And arbitrary they are. Many commentators act as if the proposed distinctions between all these words would make things tidier and more regular, but in fact it makes the whole system much more complicated. On the one hand, we have the restrictive/nonrestrictive distinction between that and which. On the other hand, we have the animate/inanimate (or human/nonhuman, if you want to be really strict) distinction between who and that/which. And on the other other hand, there’s the subject/object distinction between who and whom. But there’s no subject/object distinction with that or which, except when it’s the object of a preposition—then you have to use which, unless the preposition is stranded, in which case you can use that. And on the final hand, some people have proscribed whose as an inanimate or nonhuman relative possessive adjective, recommending constructions with of which instead, though this rule isn’t as popular, or at least not as frequently talked about, as the others. (How many hands is that? I’ve lost count.)

Simple, right? To make it all a little clear, I’ve even put it into a nice little table.

The proposed relative pronoun system

This is, in a nutshell, a very lopsided and unusual system. In a comment on my who/that post, Elaine Chaika says, “No natural grammar rule would work that way. Ever.” I’m not entirely convinced of that, because languages can be surprising in the unusual distinctions they make, but I agree that it is at the least typologically unusual.

“But we have to have rules!” you say. “If we don’t, we’ll have confusion!” But we do have rules—just not the ones that are proposed and promoted. The system we really have, in absence of the prescriptions, is basically a distinction between animate who and inanimate which with that overlaying the two. Which doesn’t make distinctions by case, but who(m) does, though this distinction is moribund and has probably only been kept alive by the efforts of schoolteachers and editors.

Whom is still pretty much required when it immediately follows a preposition, but not when the preposition is stranded. Since preposition stranding is extremely common in speech and increasingly common in writing, we’re seeing less and less of whom in this position. Whose is still a little iffy with inanimate referents, as in The house whose roof blew off, but many people say this is alright. Others prefer of which, though this can be awkward: The house the roof of which blew off.

*Provided information*:
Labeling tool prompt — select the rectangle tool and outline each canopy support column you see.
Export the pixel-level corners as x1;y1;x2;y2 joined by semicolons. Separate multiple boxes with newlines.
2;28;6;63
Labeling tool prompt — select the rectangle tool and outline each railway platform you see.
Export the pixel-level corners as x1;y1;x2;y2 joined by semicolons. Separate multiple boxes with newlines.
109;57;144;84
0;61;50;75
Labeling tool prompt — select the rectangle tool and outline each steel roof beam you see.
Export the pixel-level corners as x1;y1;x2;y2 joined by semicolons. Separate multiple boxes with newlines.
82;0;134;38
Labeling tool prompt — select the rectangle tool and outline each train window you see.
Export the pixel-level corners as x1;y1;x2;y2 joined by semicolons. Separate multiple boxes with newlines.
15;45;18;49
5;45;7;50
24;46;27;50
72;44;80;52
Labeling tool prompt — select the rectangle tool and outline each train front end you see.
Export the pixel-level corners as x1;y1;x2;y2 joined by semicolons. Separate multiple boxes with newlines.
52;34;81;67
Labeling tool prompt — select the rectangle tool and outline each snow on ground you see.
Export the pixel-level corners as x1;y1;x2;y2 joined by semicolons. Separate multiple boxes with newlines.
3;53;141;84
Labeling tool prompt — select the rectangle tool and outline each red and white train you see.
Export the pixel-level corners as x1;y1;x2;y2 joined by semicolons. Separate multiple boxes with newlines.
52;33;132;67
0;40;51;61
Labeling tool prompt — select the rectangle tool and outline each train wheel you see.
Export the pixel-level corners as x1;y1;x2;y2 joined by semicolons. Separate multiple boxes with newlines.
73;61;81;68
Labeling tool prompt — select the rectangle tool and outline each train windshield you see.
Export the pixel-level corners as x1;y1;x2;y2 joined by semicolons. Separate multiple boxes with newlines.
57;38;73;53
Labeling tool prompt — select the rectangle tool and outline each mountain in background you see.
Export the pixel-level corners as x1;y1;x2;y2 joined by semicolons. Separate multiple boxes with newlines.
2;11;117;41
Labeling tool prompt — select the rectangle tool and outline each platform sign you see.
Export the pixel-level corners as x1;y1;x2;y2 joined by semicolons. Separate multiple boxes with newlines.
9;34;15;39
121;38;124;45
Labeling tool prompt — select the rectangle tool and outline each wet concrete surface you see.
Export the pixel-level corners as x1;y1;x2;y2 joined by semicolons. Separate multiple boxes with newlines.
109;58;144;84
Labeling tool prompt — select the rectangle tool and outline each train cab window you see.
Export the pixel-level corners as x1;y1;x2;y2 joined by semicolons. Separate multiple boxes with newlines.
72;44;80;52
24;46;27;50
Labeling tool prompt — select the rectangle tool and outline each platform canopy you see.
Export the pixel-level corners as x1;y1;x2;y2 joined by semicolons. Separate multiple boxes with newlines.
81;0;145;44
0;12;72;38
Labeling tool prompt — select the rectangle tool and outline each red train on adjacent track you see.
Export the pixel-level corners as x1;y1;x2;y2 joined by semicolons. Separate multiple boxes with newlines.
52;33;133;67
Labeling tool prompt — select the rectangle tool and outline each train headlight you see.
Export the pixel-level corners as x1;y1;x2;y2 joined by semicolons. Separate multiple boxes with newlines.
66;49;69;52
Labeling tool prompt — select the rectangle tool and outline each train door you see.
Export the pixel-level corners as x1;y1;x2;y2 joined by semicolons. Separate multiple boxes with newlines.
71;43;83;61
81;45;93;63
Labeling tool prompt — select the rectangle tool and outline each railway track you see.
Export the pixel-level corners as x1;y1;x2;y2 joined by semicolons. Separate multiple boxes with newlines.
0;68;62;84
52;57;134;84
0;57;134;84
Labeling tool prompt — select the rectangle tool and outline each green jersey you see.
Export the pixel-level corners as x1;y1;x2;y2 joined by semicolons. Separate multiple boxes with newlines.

* * *

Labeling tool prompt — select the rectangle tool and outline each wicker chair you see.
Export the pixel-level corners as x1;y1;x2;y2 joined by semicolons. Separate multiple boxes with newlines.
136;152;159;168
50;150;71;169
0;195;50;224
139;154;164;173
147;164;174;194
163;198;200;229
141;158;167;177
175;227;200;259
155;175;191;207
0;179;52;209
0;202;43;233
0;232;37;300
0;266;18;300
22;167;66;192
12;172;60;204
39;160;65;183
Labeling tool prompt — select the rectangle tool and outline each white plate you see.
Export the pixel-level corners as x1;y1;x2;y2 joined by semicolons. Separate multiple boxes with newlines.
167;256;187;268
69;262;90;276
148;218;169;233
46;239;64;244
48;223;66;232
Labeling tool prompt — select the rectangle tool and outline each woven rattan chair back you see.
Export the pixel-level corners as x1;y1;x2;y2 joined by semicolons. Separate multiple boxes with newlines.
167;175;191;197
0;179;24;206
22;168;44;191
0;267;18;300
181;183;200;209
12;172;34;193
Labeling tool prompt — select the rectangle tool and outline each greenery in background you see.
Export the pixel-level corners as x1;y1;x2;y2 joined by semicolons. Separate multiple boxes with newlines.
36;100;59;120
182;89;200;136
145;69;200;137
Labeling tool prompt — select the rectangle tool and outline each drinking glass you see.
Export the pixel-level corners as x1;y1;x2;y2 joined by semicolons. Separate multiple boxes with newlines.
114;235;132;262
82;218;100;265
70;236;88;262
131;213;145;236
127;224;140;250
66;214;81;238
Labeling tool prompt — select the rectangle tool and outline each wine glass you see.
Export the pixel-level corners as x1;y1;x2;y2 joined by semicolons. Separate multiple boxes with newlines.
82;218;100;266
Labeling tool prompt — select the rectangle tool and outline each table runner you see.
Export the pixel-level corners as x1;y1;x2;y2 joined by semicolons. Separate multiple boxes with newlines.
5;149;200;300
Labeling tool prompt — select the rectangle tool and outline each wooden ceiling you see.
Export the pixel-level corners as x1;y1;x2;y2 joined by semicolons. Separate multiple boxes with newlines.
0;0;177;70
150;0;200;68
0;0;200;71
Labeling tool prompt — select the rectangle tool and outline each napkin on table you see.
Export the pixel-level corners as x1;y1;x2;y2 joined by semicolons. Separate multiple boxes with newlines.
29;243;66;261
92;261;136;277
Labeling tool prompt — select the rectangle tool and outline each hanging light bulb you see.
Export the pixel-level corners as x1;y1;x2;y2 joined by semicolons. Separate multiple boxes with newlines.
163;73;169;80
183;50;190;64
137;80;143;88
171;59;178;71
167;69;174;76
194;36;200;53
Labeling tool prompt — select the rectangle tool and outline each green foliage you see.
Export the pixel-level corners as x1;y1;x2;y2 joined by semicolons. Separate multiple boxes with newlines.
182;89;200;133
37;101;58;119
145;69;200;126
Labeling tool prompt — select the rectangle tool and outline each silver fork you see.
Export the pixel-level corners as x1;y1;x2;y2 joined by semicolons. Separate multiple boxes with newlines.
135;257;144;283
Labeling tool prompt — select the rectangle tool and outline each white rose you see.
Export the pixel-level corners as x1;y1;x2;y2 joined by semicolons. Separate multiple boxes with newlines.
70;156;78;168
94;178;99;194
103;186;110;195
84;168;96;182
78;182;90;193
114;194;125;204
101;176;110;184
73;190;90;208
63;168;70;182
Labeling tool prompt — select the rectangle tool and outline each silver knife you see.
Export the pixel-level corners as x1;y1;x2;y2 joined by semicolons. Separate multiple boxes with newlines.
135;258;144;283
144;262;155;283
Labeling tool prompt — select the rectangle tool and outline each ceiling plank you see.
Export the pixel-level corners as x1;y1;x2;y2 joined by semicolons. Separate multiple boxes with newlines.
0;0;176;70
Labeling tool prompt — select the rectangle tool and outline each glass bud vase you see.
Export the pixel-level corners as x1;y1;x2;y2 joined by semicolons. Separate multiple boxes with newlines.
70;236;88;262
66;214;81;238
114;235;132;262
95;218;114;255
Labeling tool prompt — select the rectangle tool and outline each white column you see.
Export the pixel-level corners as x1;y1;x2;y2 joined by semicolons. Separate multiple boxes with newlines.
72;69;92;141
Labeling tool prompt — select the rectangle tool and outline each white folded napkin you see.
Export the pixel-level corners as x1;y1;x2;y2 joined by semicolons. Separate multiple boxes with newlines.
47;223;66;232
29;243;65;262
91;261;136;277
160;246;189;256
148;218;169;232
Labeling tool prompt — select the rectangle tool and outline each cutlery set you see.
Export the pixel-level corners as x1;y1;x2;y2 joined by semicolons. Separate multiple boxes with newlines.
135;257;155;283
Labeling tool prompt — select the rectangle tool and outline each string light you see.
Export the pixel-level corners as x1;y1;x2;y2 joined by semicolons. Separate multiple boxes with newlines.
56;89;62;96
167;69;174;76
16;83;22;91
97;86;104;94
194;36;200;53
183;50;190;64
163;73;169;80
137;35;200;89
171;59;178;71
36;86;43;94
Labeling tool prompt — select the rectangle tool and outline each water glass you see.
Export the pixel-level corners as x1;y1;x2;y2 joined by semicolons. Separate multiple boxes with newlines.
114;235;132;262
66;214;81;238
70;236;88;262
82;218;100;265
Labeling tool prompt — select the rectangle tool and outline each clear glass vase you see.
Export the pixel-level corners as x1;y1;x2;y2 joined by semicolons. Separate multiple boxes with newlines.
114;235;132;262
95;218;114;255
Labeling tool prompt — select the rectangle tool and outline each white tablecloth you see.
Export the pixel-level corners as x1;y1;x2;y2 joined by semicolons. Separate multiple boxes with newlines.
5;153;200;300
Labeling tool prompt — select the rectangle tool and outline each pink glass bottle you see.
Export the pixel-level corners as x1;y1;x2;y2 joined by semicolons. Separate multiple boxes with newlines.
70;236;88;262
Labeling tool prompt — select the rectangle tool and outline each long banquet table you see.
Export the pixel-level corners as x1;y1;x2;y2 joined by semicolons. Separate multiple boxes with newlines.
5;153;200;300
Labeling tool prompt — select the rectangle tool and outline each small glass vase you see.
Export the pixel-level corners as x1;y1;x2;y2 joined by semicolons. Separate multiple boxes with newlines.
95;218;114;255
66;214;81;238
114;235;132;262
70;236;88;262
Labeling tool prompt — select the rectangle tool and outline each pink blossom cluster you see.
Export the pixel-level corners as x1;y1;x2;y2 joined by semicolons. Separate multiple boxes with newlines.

--

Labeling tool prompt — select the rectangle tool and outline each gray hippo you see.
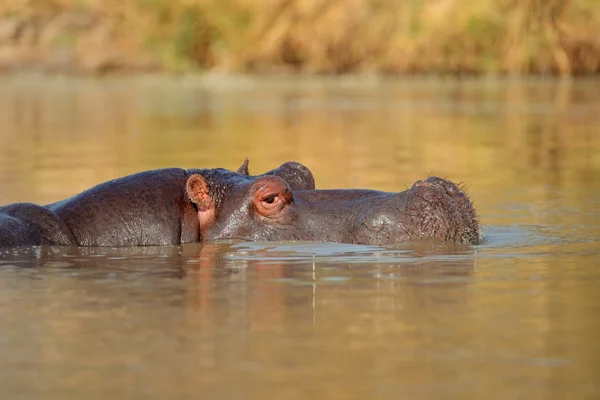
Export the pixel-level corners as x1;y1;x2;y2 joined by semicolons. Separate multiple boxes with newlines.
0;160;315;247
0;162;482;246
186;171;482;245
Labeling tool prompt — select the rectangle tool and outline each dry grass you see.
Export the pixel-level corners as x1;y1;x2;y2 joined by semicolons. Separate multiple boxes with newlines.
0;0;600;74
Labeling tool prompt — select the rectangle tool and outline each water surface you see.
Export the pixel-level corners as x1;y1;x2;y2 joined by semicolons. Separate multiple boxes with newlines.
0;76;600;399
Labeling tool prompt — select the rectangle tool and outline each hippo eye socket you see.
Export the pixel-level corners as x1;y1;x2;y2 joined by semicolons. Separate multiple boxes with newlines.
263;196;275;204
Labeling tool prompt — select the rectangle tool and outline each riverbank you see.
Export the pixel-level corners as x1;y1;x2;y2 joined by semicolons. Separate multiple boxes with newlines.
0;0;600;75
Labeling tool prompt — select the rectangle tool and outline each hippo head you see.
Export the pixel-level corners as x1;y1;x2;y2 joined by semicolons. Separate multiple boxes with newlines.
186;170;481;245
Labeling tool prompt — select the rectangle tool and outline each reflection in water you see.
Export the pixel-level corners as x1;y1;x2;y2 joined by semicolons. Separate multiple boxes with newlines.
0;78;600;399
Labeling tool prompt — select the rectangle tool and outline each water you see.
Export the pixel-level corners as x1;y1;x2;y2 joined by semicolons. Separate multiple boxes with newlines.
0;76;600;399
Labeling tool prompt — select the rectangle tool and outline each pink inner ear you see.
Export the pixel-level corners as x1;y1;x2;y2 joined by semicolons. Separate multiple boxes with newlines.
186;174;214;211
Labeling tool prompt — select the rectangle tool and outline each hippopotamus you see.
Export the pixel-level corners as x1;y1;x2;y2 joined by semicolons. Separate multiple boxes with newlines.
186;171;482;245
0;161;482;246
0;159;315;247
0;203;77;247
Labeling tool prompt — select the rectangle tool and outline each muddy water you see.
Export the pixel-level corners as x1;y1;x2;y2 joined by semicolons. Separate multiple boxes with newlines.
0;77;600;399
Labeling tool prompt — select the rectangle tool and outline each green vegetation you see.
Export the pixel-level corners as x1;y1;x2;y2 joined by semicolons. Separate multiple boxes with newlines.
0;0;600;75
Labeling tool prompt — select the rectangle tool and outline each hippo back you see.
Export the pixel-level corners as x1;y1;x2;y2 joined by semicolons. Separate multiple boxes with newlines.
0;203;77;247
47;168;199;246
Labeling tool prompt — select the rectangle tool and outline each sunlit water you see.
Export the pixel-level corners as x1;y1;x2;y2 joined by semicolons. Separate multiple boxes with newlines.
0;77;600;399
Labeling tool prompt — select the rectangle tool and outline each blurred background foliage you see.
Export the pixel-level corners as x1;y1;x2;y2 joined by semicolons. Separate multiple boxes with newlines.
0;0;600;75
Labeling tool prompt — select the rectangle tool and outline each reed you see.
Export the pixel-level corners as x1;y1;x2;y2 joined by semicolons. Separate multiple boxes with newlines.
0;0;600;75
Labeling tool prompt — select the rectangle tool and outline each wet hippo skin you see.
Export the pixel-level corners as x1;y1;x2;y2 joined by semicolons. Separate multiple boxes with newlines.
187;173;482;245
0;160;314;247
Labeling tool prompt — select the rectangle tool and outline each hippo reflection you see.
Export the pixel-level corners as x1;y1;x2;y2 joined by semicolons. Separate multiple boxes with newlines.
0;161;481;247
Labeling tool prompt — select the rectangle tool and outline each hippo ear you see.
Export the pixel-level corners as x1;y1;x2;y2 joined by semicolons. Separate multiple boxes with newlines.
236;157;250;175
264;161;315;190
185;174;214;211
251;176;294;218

*Exercise tasks*:
a - Decide whether each statement below agrees with the passage on relative pronouns. Answer yes or no for each, and quote the words of the passage that decide it.
(i) Whom is still largely required when it comes right after a preposition.
(ii) The proposed distinctions make the relative pronoun system tidier.
(iii) The rule against inanimate whose is discussed more often than the other rules.
b - According to the passage on relative pronouns, whose efforts have probably kept the who/whom case distinction alive?
c - Continue the passage on relative pronouns from its last sentence.

*Exercise answers*:
a -
(i) Yes: "Whom is still pretty much required when it immediately follows a preposition"
(ii) No: "in fact it makes the whole system much more complicated"
(iii) No: "though this rule isn’t as popular, or at least not as frequently talked about, as the others"

b - The efforts of schoolteachers and editors.

c -
That is either animate or inanimate—only who/which make that distinction—and can be either subject or object but cannot follow a preposition or function as a possessive adjective or nonrestrictively. If the preposition is stranded, as in The man that I gave the apple to, then it’s still allowed. But there’s no possessive thats, so you have to use whose of of which. Again, it’s clearer in table form:

The natural system of relative pronouns

The linguist Jonathan Hope wrote that several distinguishing features of Standard English give it “a typologically unusual structure, while non-standard English dialects follow the path of linguistic naturalness.” He then muses on the reason for this:

One explanation for this might be that as speakers make the choices that will result in standardisation, they unconsciously tend towards more complex structures, because of their sense of the prestige and difference of formal written language. Standard English would then become a ‘deliberately’ difficult language, constructed, albeit unconsciously, from elements that go against linguistic naturalness, and which would not survive in a ‘natural’ linguistic environment.[1]

It’s always tricky territory when you speculate on people’s unconscious motivations, but I think he’s on to something. Note that while the prescriptions make for a very asymmetrical system, the system that people naturally use is moving towards a very tidy and symmetrical distribution, though there are still a couple of wrinkles that are being worked out.

But the important point is that people already follow rules—just not the ones that some prescriptivists think they should.

  1. [1] “Rats, Bats, Sparrows and Dogs: Biology, Linguistics and the Nature of Standard English,” in The Development of Standard English, 1300–1800, ed. Laura Wright (Cambridge: University of Cambridge Press, 2000), 53.